### [Set exercise]
Starting with the line that contains "point: lofted ceiling", copy every line through the end of the data below, exactly and with nothing added.

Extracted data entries
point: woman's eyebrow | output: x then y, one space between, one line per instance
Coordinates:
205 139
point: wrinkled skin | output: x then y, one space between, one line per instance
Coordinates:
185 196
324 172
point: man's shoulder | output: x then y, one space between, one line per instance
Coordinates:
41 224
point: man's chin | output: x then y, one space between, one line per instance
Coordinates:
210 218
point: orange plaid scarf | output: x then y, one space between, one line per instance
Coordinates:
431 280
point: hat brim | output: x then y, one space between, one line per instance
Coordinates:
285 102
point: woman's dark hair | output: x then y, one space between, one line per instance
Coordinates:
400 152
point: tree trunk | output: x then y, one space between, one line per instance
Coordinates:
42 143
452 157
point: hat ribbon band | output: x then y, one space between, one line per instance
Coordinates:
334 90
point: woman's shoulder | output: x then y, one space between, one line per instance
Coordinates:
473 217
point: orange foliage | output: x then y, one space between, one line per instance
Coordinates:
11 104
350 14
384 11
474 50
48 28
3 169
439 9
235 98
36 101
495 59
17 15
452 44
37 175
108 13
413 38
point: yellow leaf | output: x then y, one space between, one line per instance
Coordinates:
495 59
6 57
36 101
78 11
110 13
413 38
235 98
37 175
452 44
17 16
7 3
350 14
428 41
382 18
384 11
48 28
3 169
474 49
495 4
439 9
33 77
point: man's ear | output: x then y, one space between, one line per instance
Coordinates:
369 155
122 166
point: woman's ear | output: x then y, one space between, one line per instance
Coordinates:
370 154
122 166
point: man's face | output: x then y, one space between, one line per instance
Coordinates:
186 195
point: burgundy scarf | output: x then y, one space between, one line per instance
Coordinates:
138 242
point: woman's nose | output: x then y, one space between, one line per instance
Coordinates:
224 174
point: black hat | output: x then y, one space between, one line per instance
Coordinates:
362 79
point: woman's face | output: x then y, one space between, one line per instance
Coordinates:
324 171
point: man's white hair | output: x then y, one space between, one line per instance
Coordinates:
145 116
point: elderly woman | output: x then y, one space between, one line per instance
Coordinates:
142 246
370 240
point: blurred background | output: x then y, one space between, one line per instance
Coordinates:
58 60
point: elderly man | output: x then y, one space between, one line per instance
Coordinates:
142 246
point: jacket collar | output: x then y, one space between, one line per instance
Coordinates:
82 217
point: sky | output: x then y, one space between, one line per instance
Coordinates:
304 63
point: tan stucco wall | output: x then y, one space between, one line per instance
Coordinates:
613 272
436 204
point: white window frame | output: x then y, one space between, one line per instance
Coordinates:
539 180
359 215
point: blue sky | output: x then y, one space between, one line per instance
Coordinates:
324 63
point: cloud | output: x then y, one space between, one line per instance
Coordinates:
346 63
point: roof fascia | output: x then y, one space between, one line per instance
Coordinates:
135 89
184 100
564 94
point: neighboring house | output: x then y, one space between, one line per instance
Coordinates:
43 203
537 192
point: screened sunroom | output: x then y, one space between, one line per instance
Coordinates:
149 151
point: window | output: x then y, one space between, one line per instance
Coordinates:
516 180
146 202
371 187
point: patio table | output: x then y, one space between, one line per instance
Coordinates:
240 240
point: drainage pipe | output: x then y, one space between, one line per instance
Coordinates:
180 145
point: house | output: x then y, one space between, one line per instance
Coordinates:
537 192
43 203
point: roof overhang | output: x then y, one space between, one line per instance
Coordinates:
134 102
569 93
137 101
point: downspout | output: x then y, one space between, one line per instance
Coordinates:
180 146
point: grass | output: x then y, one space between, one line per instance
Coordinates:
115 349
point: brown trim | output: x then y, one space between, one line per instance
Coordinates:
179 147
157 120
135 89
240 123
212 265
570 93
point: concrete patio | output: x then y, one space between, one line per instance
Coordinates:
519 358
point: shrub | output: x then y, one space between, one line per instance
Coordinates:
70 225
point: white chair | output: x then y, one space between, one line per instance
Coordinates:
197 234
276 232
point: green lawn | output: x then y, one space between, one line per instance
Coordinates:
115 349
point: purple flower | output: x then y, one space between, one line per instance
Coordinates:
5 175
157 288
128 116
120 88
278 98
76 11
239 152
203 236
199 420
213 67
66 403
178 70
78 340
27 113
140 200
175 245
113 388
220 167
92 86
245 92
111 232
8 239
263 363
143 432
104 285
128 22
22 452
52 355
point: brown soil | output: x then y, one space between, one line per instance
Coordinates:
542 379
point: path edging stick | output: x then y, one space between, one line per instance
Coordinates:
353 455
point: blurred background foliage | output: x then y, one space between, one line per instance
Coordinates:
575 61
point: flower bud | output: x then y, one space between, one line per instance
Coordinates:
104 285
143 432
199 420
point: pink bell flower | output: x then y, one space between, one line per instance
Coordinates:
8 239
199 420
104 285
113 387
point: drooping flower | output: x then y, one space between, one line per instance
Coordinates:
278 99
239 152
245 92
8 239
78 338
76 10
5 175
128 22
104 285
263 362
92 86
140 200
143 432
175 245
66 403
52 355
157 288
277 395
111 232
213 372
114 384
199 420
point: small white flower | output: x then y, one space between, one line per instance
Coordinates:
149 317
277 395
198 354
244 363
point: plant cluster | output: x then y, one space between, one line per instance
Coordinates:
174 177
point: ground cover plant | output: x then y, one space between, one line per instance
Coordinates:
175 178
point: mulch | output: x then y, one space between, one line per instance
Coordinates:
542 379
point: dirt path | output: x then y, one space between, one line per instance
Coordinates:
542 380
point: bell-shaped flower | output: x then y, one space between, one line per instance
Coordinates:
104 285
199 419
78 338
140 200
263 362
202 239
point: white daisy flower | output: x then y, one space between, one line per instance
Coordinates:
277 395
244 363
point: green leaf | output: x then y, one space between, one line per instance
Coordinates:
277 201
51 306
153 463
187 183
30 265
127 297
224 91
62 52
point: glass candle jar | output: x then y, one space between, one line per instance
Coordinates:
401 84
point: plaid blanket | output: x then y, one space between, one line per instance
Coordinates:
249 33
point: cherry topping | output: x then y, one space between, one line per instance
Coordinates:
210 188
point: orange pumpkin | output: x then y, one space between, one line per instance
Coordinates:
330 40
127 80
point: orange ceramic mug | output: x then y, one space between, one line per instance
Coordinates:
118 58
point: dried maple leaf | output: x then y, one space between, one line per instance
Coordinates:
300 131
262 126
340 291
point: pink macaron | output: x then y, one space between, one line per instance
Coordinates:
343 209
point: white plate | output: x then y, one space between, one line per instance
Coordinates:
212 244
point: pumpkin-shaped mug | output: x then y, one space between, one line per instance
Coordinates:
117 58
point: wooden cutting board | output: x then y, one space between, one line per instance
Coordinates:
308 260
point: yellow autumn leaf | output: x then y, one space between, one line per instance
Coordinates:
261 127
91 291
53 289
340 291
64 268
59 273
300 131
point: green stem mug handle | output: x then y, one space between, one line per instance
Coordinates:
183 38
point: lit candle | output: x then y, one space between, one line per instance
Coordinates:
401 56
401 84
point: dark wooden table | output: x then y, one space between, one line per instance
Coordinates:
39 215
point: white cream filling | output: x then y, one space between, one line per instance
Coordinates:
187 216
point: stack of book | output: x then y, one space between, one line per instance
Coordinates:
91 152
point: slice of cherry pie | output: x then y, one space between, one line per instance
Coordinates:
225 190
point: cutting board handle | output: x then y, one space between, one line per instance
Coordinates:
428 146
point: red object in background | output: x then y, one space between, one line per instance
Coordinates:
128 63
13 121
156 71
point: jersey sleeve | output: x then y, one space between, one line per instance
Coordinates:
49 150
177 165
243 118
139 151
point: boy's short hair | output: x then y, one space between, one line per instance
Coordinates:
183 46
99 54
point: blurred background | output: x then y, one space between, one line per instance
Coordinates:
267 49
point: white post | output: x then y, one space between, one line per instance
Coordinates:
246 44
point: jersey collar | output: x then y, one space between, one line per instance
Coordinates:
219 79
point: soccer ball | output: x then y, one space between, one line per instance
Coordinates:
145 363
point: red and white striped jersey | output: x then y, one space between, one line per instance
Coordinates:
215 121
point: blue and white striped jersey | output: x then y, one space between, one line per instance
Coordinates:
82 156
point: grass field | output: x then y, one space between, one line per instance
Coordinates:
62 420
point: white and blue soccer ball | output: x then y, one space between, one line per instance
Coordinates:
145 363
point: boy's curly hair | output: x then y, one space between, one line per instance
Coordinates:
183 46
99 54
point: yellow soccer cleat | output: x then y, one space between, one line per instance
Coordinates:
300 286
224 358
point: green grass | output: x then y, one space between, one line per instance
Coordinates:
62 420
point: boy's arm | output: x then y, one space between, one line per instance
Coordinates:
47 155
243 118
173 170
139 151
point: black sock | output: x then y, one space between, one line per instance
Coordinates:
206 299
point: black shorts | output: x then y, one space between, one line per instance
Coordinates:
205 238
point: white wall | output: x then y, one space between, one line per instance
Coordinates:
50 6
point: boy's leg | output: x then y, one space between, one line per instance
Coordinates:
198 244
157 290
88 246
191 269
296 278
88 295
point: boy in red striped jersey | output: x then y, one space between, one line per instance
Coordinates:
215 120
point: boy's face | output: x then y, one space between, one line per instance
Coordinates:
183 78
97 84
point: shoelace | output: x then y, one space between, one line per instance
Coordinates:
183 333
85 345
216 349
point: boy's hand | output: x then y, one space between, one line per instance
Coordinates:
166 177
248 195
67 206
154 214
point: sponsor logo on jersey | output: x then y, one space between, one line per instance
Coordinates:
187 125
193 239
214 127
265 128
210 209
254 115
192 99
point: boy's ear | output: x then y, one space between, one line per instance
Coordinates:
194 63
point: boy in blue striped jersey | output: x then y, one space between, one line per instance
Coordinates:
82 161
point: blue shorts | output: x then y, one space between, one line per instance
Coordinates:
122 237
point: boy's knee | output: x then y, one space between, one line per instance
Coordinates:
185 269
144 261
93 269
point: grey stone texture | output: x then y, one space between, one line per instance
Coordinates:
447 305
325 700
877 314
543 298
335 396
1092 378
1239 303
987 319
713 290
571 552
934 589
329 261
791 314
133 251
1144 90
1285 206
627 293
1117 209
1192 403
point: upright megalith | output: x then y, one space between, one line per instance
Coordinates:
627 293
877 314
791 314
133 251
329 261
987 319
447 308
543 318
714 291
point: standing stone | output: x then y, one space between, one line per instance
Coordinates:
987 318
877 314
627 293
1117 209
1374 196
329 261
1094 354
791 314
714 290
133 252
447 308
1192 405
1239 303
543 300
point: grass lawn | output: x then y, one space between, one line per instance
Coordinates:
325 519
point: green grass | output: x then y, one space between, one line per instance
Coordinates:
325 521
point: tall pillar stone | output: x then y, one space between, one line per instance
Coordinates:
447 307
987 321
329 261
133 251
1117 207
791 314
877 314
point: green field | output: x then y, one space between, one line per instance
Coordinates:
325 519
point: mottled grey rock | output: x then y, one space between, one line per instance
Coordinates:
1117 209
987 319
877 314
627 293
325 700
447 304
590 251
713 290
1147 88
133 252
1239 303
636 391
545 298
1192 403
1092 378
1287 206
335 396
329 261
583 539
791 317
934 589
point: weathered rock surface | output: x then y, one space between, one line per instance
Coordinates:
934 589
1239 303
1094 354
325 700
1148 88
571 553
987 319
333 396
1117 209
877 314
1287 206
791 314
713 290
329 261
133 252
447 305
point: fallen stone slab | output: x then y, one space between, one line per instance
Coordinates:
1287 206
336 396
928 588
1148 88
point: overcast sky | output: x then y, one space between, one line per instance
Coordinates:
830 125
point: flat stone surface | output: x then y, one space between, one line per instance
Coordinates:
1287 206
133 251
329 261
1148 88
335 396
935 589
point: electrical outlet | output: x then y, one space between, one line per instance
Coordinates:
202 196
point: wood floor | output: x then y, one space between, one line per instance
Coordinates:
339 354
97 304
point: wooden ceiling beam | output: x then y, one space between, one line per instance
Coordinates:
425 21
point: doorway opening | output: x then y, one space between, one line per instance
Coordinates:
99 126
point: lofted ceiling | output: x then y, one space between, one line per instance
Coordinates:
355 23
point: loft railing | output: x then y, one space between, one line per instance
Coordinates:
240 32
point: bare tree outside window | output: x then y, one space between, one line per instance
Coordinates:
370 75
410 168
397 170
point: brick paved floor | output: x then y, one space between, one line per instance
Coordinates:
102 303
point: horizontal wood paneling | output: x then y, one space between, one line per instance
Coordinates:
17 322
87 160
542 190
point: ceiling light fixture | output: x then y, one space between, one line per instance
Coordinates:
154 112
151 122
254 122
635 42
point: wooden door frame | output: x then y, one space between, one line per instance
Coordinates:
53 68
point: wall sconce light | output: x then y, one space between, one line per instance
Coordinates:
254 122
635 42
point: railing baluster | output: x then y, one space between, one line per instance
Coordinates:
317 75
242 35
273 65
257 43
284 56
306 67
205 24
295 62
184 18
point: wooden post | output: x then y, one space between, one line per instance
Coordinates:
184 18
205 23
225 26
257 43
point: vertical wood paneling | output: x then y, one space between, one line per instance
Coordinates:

### [Response]
point: lofted ceiling | output: x then y, one space between, one line per instance
Coordinates:
355 23
point: loft railing | output: x then y, one space between, one line per instance
Coordinates:
240 32
point: bare tree outside window | output: x then y, one space between, one line per instance
Coordinates:
370 75
410 168
397 170
point: brick paved floor | output: x then y, one space between, one line per instance
Coordinates:
102 303
point: horizontal wood paneling | output: x then y, one space between, one line per instance
Coordinates:
17 322
87 160
542 190
point: ceiling light fixture | output: x then y, one space between, one line per instance
Coordinates:
154 112
151 122
254 122
635 42
point: wooden door frame | output: x then y, one space between, one line per instance
Coordinates:
53 68
point: wall sconce light | output: x then y, one space between, one line per instance
Coordinates:
254 122
635 42
point: railing baluster | output: x then y, one space between, one line per instance
Coordinates:
317 75
242 35
273 65
257 43
284 56
306 67
205 24
295 62
184 18
point: wooden post | output: x then y, one space between, one line per instance
Coordinates:
184 18
205 23
225 26
257 43
point: vertical wood paneling | output: x then y, one space between, one line per instance
Coordinates:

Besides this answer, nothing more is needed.